Task requirements: Retype the whole listing verbatim and keep the pictures out of it.

Given data:

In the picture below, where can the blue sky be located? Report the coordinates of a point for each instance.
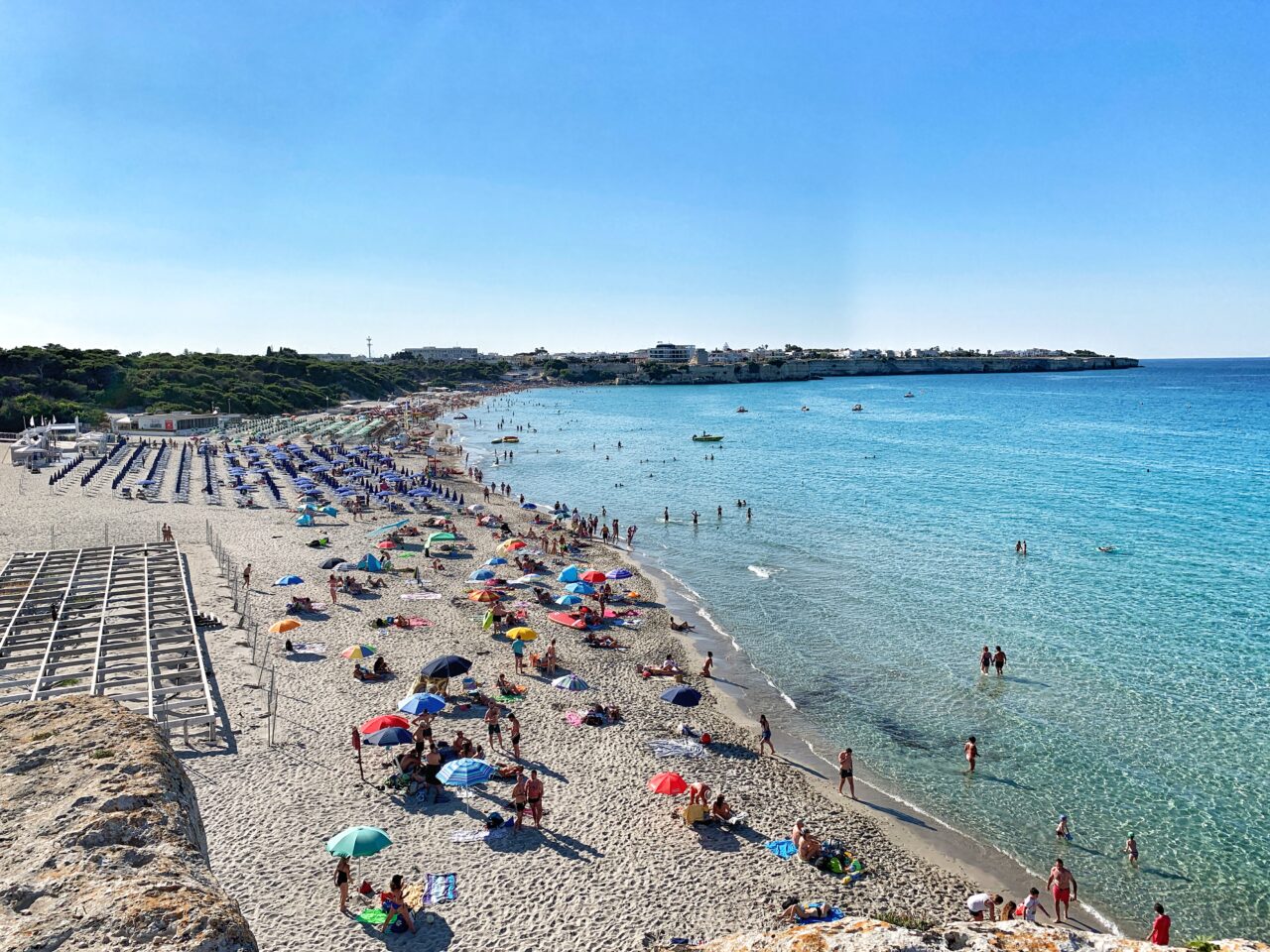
(611, 175)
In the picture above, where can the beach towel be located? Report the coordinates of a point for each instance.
(781, 848)
(677, 748)
(440, 888)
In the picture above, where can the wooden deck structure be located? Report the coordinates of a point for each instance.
(116, 621)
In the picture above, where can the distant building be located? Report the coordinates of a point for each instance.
(176, 421)
(444, 354)
(668, 353)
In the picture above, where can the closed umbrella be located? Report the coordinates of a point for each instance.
(670, 783)
(684, 696)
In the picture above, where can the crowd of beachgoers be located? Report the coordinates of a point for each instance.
(489, 731)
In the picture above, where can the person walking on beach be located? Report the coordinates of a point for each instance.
(1062, 888)
(1160, 927)
(846, 772)
(766, 738)
(534, 791)
(341, 876)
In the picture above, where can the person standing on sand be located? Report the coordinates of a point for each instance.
(766, 738)
(1160, 927)
(846, 772)
(341, 876)
(534, 791)
(1062, 888)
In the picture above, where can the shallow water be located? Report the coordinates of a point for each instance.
(881, 557)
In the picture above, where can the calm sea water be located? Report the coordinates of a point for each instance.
(881, 558)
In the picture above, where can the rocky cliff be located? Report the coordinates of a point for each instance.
(100, 839)
(873, 936)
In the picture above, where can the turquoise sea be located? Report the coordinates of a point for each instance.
(881, 557)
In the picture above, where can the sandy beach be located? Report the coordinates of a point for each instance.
(611, 867)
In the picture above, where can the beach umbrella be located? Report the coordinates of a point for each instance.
(445, 666)
(465, 772)
(417, 705)
(358, 842)
(382, 721)
(389, 738)
(668, 783)
(683, 694)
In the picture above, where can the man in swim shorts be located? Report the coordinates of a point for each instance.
(1062, 888)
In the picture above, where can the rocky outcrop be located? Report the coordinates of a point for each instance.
(873, 936)
(100, 839)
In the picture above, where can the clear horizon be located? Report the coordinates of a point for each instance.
(869, 175)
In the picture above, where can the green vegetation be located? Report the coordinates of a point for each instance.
(63, 382)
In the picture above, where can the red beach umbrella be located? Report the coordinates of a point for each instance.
(377, 724)
(668, 784)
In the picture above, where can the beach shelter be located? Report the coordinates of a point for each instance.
(377, 724)
(445, 666)
(683, 694)
(389, 738)
(417, 705)
(668, 783)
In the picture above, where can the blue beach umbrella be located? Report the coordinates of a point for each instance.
(389, 737)
(417, 705)
(465, 772)
(683, 694)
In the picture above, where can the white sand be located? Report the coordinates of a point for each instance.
(610, 871)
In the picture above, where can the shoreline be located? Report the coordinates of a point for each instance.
(906, 824)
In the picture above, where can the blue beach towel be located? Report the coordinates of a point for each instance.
(781, 848)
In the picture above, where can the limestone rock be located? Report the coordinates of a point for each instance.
(100, 839)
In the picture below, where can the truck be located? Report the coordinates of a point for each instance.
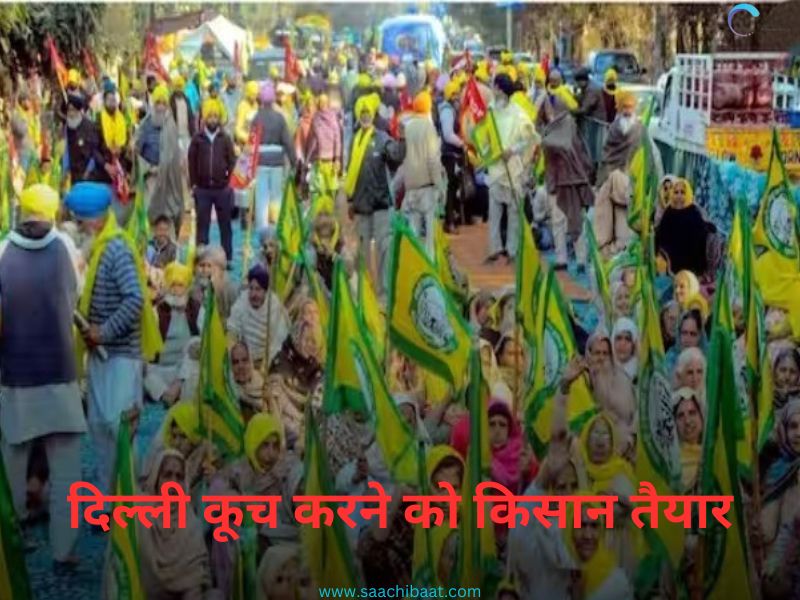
(725, 106)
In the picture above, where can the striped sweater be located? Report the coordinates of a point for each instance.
(117, 301)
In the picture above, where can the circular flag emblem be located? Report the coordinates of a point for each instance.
(364, 380)
(555, 355)
(779, 223)
(429, 314)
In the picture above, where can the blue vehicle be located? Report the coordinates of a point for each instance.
(414, 37)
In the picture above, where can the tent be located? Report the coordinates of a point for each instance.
(216, 42)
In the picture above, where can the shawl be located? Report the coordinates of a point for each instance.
(360, 145)
(173, 560)
(151, 340)
(167, 196)
(602, 475)
(601, 564)
(114, 128)
(782, 473)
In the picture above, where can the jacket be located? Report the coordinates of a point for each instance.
(211, 162)
(372, 186)
(276, 141)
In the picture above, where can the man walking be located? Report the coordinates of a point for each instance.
(211, 160)
(39, 395)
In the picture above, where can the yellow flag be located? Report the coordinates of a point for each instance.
(424, 323)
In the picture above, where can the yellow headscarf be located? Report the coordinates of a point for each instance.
(260, 427)
(602, 475)
(39, 200)
(161, 94)
(175, 272)
(186, 416)
(602, 563)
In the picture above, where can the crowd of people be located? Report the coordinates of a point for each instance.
(364, 137)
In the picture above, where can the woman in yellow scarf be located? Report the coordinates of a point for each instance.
(600, 575)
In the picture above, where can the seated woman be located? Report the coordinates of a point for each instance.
(684, 235)
(601, 577)
(249, 382)
(786, 377)
(295, 377)
(625, 338)
(690, 371)
(173, 562)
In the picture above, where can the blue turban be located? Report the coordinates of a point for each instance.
(260, 275)
(88, 200)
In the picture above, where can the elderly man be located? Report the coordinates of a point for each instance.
(624, 137)
(114, 304)
(211, 160)
(157, 145)
(39, 395)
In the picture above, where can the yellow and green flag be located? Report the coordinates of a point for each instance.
(424, 322)
(555, 347)
(329, 557)
(725, 557)
(530, 279)
(124, 546)
(220, 417)
(355, 380)
(657, 451)
(290, 240)
(14, 582)
(371, 312)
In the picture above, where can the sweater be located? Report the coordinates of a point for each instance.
(38, 294)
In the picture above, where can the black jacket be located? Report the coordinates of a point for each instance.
(211, 164)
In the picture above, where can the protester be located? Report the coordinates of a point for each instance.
(211, 160)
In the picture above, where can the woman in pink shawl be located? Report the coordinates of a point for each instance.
(506, 442)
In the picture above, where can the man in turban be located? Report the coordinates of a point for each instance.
(623, 138)
(120, 321)
(39, 396)
(211, 161)
(366, 184)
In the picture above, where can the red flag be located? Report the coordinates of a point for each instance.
(473, 101)
(291, 66)
(152, 61)
(88, 62)
(57, 63)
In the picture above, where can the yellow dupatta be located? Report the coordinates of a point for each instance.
(360, 145)
(602, 563)
(151, 340)
(115, 130)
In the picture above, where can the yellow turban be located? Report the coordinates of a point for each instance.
(251, 90)
(39, 200)
(452, 88)
(625, 99)
(423, 103)
(175, 272)
(186, 416)
(178, 82)
(260, 427)
(369, 104)
(161, 94)
(539, 76)
(212, 106)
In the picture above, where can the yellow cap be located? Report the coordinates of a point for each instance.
(39, 200)
(251, 90)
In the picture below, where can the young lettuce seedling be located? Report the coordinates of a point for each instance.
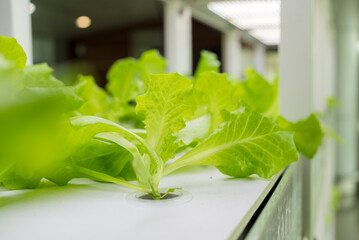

Output for this exercise:
In the picture below, where can the blue sky be located? Report the coordinates of a point for each instance.
(611, 175)
In the picture above, where can the beach towel be located? Report the coordinates of a point for each instance.
(781, 848)
(677, 748)
(440, 888)
In the picture above, where can the wooden deck structure be located? Report the coordinates of a point for each instance.
(116, 621)
In the picture above, where can the distant building be located? Report the coordinates of a point for each instance.
(176, 421)
(444, 354)
(668, 353)
In the picture above, where can the closed umbrella be located? Report the coordinates of a point for each instance.
(670, 783)
(684, 696)
In the picture above, where can the crowd of beachgoers be located? Report the coordinates of a point for each instance.
(489, 731)
In the picture above, where can the person walking on beach be located? Report the coordinates of a point for each instance.
(1062, 888)
(1160, 927)
(846, 772)
(766, 738)
(534, 791)
(341, 876)
In the picture above, where can the person standing on sand be located? Report the coordinates of a point for each instance.
(766, 738)
(1160, 927)
(846, 772)
(341, 876)
(534, 791)
(1062, 888)
In the picture above, where can the shallow water be located? Report the coordinates of a point for each instance.
(881, 557)
In the picture above, where can the calm sea water be located? Report the coordinates of a point for each instance.
(881, 558)
In the picture above, where can the rocky cliff be located? Report the coordinates of a point for each instance.
(100, 839)
(873, 936)
In the picture above, where can the turquoise sea be located? Report the coordinates of a point for each instance.
(881, 557)
In the picture above, where can the sandy beach be located? Report the coordinates of a point for each instance.
(611, 867)
In the picture above, where can the beach umbrella be located? Report the coordinates of a point for each instance.
(445, 666)
(465, 772)
(417, 705)
(358, 842)
(382, 721)
(389, 738)
(668, 783)
(683, 694)
In the picture above, where can the man in swim shorts be located? Report the coordinates of a point for each instance.
(1062, 888)
In the picture above, where can the rocky outcrop be located? Report the coordinates of a point for each instance.
(873, 936)
(100, 839)
In the picture above, where can the clear horizon be located? Report the coordinates of a point for each instance.
(869, 175)
In the picture above, where can the green vegetation be located? Report the coordinates of a point for each instance.
(63, 382)
In the picture above, where can the red beach umbrella be located? Report the coordinates of a point for each instance.
(377, 724)
(668, 784)
In the picture above, where can the beach shelter be located? Report the coordinates of a point for each instance.
(377, 724)
(445, 666)
(683, 694)
(389, 738)
(417, 705)
(668, 783)
In the picture above, where can the blue beach umbrella be located? Report the coordinates of a point for each instance.
(389, 737)
(417, 705)
(465, 772)
(683, 694)
In the picture above, where can the white sand be located? Report the coordinates of a point for each instance.
(610, 871)
In the picture above, where can the shoreline be located? Report the coordinates of a point for each instance.
(906, 824)
In the picture above, where can the blue beach towel be located? Report the coordinates of a point for each instance.
(781, 848)
In the picture above, where can the limestone rock be located? Report the coordinates of a point for each instance.
(100, 839)
In the picture below, where can the truck be located? Report the coordinates of a point for each instance.
(725, 106)
In the picture above, where can the striped sweater be located? Report the coordinates of a point for each instance.
(117, 301)
In the picture above, where can the circular flag emblem be located? Report the coordinates of a point for each instance.
(364, 380)
(555, 355)
(779, 223)
(429, 314)
In the picture above, where can the blue vehicle be located? Report the coordinates of a point for each instance.
(414, 37)
In the picture above, where can the tent be located? Report the coordinates of a point for each instance.
(216, 42)
In the picture above, where can the shawl be located? Report the coordinates of a point for each instance.
(360, 145)
(173, 560)
(151, 340)
(167, 196)
(602, 475)
(601, 564)
(114, 128)
(782, 473)
In the picture above, where can the jacket be located? Report the coordinates of a point for each instance.
(211, 162)
(372, 186)
(276, 141)
In the picture above, where can the man walking be located? Report the coordinates of a point for each instance.
(211, 160)
(39, 395)
In the picture above, where can the yellow flag be located? Report the coordinates of a point for each instance.
(424, 323)
In the picture above, where can the yellow headscarf be located? Report the coordinates of a point for each instance.
(260, 427)
(602, 475)
(39, 200)
(161, 94)
(175, 272)
(186, 416)
(602, 563)
In the picture above, where can the crowd of people be located? Report the coordinates of a point for each instance.
(364, 137)
In the picture above, where can the woman in yellow scarf be located? Report the coordinates of a point for each instance.
(600, 575)
In the picture above, where can the seated woman be located? Report the coordinates of a point for each instance.
(684, 235)
(601, 577)
(249, 382)
(786, 377)
(295, 377)
(625, 338)
(690, 371)
(173, 562)
In the picture above, where can the blue turban be located? Report the coordinates of a point for each instance.
(260, 275)
(88, 200)
In the picture above, where can the elderly man be located? Report the coordinates of a point for each instance.
(624, 137)
(114, 304)
(211, 160)
(157, 145)
(39, 395)
In the picture above, where can the yellow and green flag be located? Report the coordinates of a point for each instance.
(424, 322)
(555, 347)
(329, 557)
(725, 557)
(530, 279)
(124, 546)
(220, 417)
(355, 380)
(657, 451)
(290, 240)
(14, 582)
(371, 312)
In the picture above, where can the sweater be located? Report the coordinates of a point for each instance.
(38, 294)
In the picture above, where can the black jacket be located? Report the coordinates of a point for each instance.
(211, 164)
In the picture above, where can the protester be located? Report the coordinates of a point for each instance.
(211, 160)
In the picture above, where can the woman in pink shawl be located? Report the coordinates of a point for each instance.
(506, 442)
In the picture above, where can the man in turban be located? Report the coordinates of a point for each instance.
(623, 138)
(120, 321)
(39, 396)
(211, 161)
(366, 184)
In the picture above, where can the red flag be located? Report the coordinates of a point for each instance.
(473, 101)
(291, 66)
(152, 61)
(88, 62)
(57, 63)
In the picture above, where can the yellow dupatta be located? Report the coordinates of a point for each instance.
(360, 145)
(602, 563)
(151, 340)
(115, 130)
In the picture above, where can the yellow turban be located? Report the coordinates of a point for each instance.
(251, 90)
(39, 200)
(452, 88)
(625, 99)
(423, 103)
(175, 272)
(186, 416)
(178, 82)
(260, 427)
(369, 104)
(161, 94)
(539, 76)
(212, 106)
In the picture above, where can the yellow cap be located? Report the coordinates of a point for each instance.
(39, 200)
(251, 90)
In the picture below, where can the young lettuce seedling be located? Report the coordinates of a point for each instance.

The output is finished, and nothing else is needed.